▶ [Page excerpt]:
Read the Brand Brain for: voice, personas, product info, channel mix,
and brand guardrails.

If outputs from other Growth Loop skills are available (Consumer
Intelligence, Trend Radar, Competitive Position Tracker, Performance
Command Center), incorporate their insights directly.

## Input Handling
Accept campaign requests in any format:
- High-level campaign concept or objective
- Product launch details
- Seasonal or promotional calendar
- Performance data suggesting creative refresh needed
- Outputs from other Growth Loop skills
- Freeform description of what is needed

When input is vague, ask clarifying questions for: objective/KPI,
target audience, budget range, and timeline. Do not generate a brief
without at least an objective and audience.

## Brief Structure
Generate a complete brief with ALL 13 sections:

### 1. Campaign Overview
- Campaign name (suggest if not provided)
- Project owner: [CUSTOMIZE: default team lead]
- Launch date and duration
- One-sentence campaign summary

### 2. Objective
- ONE primary KPI (ex:'Achieve \$25 target CPA on Meta for new
  customer acquisition' NOT 'increase brand awareness and drive sales')
- Secondary KPI (optional, max one)

### 3. Background & Why Now
- What triggered this campaign?
- Market context (from Trend Radar if available)
- Competitive context (from Position Tracker if available)

### 4. Target Audience
- Primary persona (from Brand Brain)
- Psychographic drivers: why they buy, what they fear, what language
  they use (from Consumer Intelligence Engine if available)
- Exclusions: who this is NOT for

### 5. Core Message
- ONE takeaway the audience should remember
- Supporting messages (max 3)

### 6. Proof Points
- Statistics, testimonials, certifications, awards
- Customer quotes (from Consumer Intelligence Engine if available)

### 7. Creative Mandatories
- Brand elements required (logo, colors, fonts, disclaimers)
- Legal/compliance requirements
- [CUSTOMIZE: Your brand guidelines]

### 8. Channel Deliverables
For EACH active channel, provide a separate section:

**Meta Ads:**
- Formats: Static (1:1, 4:5), Video (9:16, 4:5), Carousel
- Hook requirement: First 3 seconds must stop scroll
- Variants: Min 3 headline variants for Advantage+ testing
- UGC-style variant required for broad targeting

**TikTok:**
- Format: 9:16 vertical, native aesthetic (not polished ad)
- Sound: On by default, trending audio when relevant
- Hook: First 1.5 seconds decisive
- Trend integration notes

**Email / SMS:**
- Subject line variants (min 3) with preview text
- Hero image specs
- CTA hierarchy (primary and secondary)
- Segmentation criteria
- Mobile-first design requirement

**Amazon A+ Content:** (if applicable)
- Module layout recommendation
- Image sizes required
- Enhanced Brand Content text
- [CUSTOMIZE: Your Amazon brand requirements]

**Influencer:** (if applicable)
- Creator selection criteria
- Content usage rights and duration
- FTC disclosure requirements
- Performance benchmarks and payment structure

### 9. Reference Assets
- Internal past performers to reference (from Performance data)
- Competitive creative to counter (from Position Tracker)

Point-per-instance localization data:
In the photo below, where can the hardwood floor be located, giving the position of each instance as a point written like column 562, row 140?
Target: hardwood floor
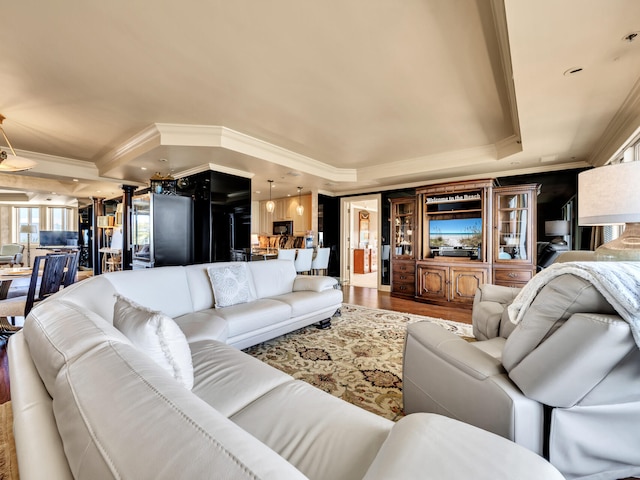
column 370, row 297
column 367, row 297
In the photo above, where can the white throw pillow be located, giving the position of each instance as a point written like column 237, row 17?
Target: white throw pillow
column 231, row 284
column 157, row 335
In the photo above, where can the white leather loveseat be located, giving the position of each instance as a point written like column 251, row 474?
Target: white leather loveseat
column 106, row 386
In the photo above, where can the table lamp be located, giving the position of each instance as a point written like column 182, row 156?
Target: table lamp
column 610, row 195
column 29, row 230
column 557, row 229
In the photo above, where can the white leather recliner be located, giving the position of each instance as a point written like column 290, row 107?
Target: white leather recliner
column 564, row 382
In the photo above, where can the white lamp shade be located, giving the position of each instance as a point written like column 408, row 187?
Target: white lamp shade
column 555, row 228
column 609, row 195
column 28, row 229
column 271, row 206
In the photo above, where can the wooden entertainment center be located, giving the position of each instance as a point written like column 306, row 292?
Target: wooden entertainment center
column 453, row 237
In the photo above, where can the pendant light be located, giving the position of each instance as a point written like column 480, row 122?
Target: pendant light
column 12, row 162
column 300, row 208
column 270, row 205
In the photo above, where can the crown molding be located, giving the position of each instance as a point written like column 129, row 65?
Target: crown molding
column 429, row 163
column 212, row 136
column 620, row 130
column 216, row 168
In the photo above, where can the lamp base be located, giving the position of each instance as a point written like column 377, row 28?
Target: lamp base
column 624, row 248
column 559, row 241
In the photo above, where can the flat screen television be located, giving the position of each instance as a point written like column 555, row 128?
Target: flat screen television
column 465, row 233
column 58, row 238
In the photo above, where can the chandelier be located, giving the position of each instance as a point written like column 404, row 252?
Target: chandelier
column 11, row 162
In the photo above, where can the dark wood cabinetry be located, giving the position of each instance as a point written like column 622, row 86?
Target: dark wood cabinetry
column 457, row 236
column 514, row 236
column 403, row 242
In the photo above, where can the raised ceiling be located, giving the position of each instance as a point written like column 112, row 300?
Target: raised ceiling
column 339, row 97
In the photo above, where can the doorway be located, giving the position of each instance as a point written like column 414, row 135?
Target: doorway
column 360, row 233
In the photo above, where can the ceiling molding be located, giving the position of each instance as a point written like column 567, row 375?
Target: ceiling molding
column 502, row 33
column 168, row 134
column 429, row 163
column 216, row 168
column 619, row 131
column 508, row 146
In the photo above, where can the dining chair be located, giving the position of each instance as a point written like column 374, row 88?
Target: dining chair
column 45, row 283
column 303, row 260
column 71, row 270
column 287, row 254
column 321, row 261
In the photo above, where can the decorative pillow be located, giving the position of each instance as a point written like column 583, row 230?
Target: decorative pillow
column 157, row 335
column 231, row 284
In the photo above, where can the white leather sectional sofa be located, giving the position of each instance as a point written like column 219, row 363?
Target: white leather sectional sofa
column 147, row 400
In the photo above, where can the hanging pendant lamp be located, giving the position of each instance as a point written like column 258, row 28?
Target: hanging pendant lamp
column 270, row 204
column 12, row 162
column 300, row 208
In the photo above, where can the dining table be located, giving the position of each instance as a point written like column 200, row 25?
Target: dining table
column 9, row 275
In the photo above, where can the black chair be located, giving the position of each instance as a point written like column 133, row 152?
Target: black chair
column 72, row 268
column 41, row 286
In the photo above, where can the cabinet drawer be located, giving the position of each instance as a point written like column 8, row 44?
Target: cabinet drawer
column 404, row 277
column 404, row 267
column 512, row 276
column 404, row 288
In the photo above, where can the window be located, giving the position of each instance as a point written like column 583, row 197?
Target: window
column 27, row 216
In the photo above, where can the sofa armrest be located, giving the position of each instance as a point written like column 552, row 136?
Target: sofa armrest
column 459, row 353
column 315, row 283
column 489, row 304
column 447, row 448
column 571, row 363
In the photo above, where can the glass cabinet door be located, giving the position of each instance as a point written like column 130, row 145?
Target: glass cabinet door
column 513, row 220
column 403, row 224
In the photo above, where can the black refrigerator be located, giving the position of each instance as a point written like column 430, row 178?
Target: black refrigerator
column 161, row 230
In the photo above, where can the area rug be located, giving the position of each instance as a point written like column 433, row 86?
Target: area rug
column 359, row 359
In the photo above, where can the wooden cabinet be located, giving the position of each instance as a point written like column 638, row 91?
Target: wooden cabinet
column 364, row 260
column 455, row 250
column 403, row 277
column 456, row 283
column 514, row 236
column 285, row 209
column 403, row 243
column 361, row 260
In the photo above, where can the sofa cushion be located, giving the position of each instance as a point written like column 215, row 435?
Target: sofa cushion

--

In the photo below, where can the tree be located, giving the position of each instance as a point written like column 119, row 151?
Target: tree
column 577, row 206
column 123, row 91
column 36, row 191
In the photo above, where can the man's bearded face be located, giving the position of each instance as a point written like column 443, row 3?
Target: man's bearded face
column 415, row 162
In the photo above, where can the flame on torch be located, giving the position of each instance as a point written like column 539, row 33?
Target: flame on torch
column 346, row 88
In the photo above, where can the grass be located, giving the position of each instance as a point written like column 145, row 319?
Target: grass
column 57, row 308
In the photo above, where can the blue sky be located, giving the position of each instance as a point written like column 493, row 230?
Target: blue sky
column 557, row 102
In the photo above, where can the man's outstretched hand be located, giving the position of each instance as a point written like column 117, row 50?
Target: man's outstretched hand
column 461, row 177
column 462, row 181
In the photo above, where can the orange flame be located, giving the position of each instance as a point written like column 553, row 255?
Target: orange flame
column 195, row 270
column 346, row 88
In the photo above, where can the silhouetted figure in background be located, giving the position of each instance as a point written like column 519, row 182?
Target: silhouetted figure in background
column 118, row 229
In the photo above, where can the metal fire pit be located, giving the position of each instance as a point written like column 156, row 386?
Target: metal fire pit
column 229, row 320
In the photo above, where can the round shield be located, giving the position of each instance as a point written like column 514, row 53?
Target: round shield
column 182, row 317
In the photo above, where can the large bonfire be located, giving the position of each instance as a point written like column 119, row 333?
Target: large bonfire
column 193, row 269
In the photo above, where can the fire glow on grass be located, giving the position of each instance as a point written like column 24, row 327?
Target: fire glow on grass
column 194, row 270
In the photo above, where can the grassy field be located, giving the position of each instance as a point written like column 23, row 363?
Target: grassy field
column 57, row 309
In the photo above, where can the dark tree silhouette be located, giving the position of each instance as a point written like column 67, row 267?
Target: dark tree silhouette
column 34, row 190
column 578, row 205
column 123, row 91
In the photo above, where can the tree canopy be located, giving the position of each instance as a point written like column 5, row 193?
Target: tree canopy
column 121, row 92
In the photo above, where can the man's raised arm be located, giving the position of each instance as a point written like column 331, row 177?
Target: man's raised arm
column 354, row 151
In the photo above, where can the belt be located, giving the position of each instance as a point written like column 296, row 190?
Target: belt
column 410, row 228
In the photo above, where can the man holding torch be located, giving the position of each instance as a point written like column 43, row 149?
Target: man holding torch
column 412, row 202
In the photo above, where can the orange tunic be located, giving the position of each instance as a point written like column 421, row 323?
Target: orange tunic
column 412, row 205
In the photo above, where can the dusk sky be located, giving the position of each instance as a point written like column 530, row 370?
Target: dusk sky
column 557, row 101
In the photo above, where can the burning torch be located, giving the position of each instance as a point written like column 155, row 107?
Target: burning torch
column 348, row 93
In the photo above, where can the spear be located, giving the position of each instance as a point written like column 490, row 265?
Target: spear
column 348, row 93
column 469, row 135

* * *

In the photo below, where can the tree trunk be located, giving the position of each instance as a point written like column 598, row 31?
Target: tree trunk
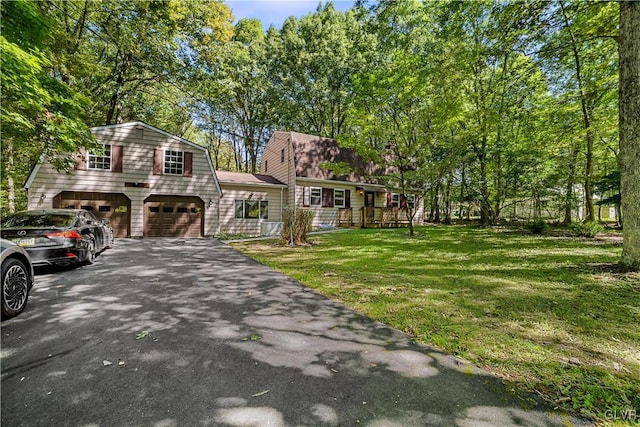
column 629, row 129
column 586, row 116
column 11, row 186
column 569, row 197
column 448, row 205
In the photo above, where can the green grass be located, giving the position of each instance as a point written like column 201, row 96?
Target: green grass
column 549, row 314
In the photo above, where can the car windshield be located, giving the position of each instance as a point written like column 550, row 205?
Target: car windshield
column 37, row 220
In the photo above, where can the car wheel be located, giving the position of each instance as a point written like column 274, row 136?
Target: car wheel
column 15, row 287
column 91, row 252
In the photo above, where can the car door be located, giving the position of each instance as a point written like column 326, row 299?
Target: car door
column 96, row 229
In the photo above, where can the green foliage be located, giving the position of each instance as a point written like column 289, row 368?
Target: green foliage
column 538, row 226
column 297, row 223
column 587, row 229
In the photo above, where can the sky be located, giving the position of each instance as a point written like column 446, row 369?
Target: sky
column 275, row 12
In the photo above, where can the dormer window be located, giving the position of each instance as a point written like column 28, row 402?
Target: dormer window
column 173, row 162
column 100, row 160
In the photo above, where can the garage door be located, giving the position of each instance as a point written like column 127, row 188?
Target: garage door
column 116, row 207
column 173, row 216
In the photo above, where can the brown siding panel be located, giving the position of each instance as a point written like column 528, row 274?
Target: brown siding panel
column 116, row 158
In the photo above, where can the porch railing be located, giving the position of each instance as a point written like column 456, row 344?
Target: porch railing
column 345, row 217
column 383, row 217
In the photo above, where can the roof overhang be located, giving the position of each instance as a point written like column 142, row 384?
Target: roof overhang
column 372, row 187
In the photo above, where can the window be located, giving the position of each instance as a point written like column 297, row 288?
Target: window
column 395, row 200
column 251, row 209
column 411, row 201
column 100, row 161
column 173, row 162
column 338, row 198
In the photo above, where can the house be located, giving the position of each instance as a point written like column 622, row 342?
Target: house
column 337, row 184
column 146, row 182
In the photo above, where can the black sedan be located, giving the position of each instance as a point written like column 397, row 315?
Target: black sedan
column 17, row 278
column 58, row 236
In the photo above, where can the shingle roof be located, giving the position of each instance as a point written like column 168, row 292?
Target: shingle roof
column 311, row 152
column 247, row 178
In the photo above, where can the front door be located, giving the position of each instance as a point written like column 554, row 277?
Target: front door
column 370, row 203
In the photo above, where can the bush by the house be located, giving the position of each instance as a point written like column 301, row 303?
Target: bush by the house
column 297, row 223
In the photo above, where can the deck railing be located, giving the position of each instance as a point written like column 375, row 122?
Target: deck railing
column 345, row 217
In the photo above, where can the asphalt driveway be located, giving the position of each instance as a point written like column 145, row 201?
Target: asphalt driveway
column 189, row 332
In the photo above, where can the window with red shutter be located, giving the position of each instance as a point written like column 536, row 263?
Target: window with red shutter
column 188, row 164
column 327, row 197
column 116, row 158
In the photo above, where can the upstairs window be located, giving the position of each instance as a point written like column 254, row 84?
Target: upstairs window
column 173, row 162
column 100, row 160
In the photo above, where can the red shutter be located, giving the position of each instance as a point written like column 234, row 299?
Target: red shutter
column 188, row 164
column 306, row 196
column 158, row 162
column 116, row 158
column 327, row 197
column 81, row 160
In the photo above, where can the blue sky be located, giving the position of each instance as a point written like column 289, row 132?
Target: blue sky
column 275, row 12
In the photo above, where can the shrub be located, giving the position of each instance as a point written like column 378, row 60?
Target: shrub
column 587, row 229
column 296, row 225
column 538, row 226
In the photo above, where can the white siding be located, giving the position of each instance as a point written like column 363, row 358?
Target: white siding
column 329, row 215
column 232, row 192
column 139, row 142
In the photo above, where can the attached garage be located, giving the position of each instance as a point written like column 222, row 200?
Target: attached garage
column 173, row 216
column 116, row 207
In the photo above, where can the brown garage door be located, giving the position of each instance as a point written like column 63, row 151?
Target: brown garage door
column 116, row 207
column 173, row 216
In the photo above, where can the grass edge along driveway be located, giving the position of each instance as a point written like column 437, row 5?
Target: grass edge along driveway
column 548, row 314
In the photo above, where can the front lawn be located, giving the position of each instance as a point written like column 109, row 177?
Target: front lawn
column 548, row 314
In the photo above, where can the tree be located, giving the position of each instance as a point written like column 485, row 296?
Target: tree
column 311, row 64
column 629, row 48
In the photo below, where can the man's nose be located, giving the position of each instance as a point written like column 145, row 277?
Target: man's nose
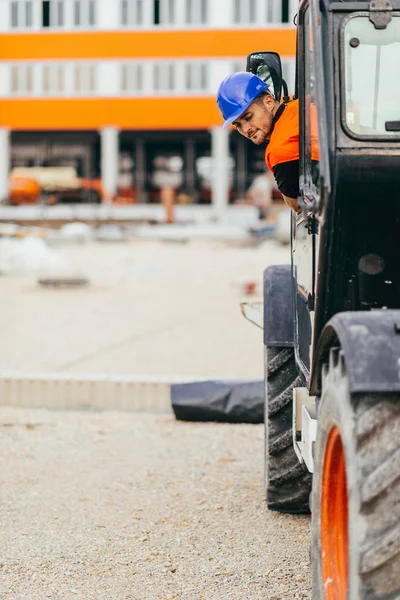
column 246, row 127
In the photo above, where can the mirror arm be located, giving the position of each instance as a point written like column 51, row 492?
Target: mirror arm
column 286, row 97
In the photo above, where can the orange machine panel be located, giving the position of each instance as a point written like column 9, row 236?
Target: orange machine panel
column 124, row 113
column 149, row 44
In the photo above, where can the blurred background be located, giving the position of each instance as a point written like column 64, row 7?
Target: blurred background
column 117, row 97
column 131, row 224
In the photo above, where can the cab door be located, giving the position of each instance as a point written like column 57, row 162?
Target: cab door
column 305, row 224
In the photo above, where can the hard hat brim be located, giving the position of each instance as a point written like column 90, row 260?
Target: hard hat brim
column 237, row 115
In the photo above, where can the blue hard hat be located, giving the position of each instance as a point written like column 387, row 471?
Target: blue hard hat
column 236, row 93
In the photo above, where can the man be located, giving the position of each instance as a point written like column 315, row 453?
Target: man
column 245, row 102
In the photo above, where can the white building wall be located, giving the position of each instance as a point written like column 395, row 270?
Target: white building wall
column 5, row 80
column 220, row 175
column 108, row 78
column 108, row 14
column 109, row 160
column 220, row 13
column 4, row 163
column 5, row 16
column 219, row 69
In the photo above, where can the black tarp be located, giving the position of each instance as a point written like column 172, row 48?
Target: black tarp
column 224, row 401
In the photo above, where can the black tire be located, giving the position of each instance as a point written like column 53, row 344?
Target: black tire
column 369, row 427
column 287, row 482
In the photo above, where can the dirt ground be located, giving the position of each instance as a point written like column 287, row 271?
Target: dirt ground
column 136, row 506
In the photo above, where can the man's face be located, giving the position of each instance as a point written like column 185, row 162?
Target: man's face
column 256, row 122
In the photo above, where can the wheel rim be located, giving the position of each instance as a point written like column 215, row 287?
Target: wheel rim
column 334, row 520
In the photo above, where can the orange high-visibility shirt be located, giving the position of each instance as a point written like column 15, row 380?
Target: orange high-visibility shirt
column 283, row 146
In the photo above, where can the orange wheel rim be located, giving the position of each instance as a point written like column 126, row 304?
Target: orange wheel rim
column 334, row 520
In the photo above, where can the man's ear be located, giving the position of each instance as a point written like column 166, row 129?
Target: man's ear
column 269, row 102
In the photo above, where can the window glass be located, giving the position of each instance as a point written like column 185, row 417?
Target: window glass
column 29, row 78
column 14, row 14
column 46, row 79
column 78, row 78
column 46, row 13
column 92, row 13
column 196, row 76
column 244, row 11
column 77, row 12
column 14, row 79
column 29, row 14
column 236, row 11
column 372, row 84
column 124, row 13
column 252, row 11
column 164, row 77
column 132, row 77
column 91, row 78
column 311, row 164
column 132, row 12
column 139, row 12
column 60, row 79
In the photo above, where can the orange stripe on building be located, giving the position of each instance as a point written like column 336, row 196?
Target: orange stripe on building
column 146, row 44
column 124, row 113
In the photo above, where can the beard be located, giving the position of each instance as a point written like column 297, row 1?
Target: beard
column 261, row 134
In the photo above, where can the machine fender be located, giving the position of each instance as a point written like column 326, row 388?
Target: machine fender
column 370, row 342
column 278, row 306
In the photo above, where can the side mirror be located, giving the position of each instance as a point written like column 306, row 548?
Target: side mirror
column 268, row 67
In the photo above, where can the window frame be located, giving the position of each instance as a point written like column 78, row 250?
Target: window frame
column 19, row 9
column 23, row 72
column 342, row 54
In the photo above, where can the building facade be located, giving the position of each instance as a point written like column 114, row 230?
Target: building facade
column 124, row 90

▶ [Activity]: Name every channel that has its own section under "Channel Deliverables" in the campaign brief instructions above.

▶ [Written response]: Meta Ads, TikTok, Email / SMS, Amazon A+ Content, Influencer